**取り組む課題**:
A. 乳脂肪球皮膜について述べた抜粋では、原料乳として特に好ましいものは何とされているか。
B. 乳脂肪球皮膜について述べた抜粋の続きを、最後の文の後から書き継ぎなさい。

**抜粋**:
さらに、透析、硫安分画、ゲルろ過、等電点沈殿、イオン交換クロマトグラフィー、溶媒分画等の手法により精製することにより純度を高めたものを用いてもよい。
乳脂肪球皮膜の形態は、特に限定されず、室温(15~25℃)で液状、半固体状(ペースト等)、固体状(粉末、固形、顆粒等)等のいずれでもよく、これらを単独で又は2種以上組み合わせて用いてもよいが、好ましくは固体状(粉末)である。
【0017】
乳脂肪球皮膜の原料乳としては、牛乳やヤギ乳等が挙げられる。なかでも、食経験が豊富であり、安価な点から、牛乳が好ましい。また、原料乳には、生乳、全粉乳や加工乳等の乳の他、乳製品も含まれ、乳製品としては、バターミルク、バターオイル、バターセーラム、ホエータンパク質濃縮物(WPC)等が挙げられる。

**保存項目**:
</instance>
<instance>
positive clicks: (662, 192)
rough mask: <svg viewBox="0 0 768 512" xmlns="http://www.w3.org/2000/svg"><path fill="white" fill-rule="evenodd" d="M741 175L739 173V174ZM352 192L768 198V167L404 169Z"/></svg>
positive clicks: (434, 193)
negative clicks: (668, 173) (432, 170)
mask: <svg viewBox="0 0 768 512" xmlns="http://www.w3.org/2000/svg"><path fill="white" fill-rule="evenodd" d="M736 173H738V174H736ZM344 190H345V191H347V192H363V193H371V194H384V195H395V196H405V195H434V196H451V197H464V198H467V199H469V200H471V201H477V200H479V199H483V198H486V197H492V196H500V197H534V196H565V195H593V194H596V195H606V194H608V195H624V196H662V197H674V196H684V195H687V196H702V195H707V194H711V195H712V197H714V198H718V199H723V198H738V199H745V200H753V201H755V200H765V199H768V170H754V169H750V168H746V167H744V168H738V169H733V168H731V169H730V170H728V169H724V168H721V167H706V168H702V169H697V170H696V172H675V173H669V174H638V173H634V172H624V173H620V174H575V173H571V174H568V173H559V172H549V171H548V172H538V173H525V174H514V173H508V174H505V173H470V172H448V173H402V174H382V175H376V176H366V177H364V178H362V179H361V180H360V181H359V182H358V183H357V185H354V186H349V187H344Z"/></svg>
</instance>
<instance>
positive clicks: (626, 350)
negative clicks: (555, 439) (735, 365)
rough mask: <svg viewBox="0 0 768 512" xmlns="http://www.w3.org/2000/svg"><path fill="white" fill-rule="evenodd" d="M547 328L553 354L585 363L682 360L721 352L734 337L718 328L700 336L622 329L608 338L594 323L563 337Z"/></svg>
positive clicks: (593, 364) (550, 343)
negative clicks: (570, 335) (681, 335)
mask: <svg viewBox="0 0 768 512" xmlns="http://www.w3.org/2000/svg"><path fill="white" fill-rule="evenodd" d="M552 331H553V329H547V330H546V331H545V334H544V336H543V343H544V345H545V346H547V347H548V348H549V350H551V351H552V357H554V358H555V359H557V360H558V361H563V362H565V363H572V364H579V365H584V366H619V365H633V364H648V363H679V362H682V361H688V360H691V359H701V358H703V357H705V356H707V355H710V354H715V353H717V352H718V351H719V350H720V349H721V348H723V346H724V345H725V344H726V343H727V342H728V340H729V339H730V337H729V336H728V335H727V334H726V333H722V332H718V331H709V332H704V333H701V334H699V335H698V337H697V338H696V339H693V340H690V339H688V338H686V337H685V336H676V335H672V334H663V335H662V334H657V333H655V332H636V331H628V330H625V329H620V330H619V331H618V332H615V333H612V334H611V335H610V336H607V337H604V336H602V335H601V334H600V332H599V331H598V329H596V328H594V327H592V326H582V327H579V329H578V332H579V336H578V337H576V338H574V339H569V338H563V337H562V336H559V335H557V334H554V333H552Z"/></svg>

**問題の解答**:
A. 牛乳。

B.
バターミルクは、牛乳等を遠心分離して得られるクリームからバター粒を製造する際に得られ、当該バターミルク中に乳脂肪球皮膜が多く含まれているので、乳脂肪球皮膜としてバターミルクをそのまま使用してもよい。同様に、バターオイルを製造する際に生じるバターセーラム中にも乳脂肪球皮膜が多く含まれているので、乳脂肪球皮膜としてバターセーラムをそのまま使用してもよい。
【0018】
乳脂肪球皮膜は、市販品を用いることもできる。斯かる市販品としては、メグレジャパン(株)「BSCP」、雪印乳業(株)「ミルクセラミドMC-5」、(株)ニュージーランドミルクプロダクツ「Phospholipid Concentrate シリーズ(500,700)」等が挙げられる。
【0019】
後記実施例に示すように、乳脂肪球皮膜の摂取によって、開眼片足立ち保持時間が有意に延長し(図1(a))、また、10m障害物歩行時間が有意に短縮した(図2(c))。
ヒトの「歩行」は、適度な歩行速度・歩幅・歩調がそろった移動動作である。その達成には、下肢筋力や下肢筋量、持久力、平衡性等の身体能力の各要素と、さらにそれらをまとめる歩行調整力とが必要とされる。ここで、「平衡性」とは、体の動きや重力の方向の変化を感じ(平衡感覚)、身体の状態(体勢、姿勢)を制御する能力である。また、「歩行調整力」とは、歩行時にヒトの神経と筋肉を統合し、身体をタイミング良く動かす能力である。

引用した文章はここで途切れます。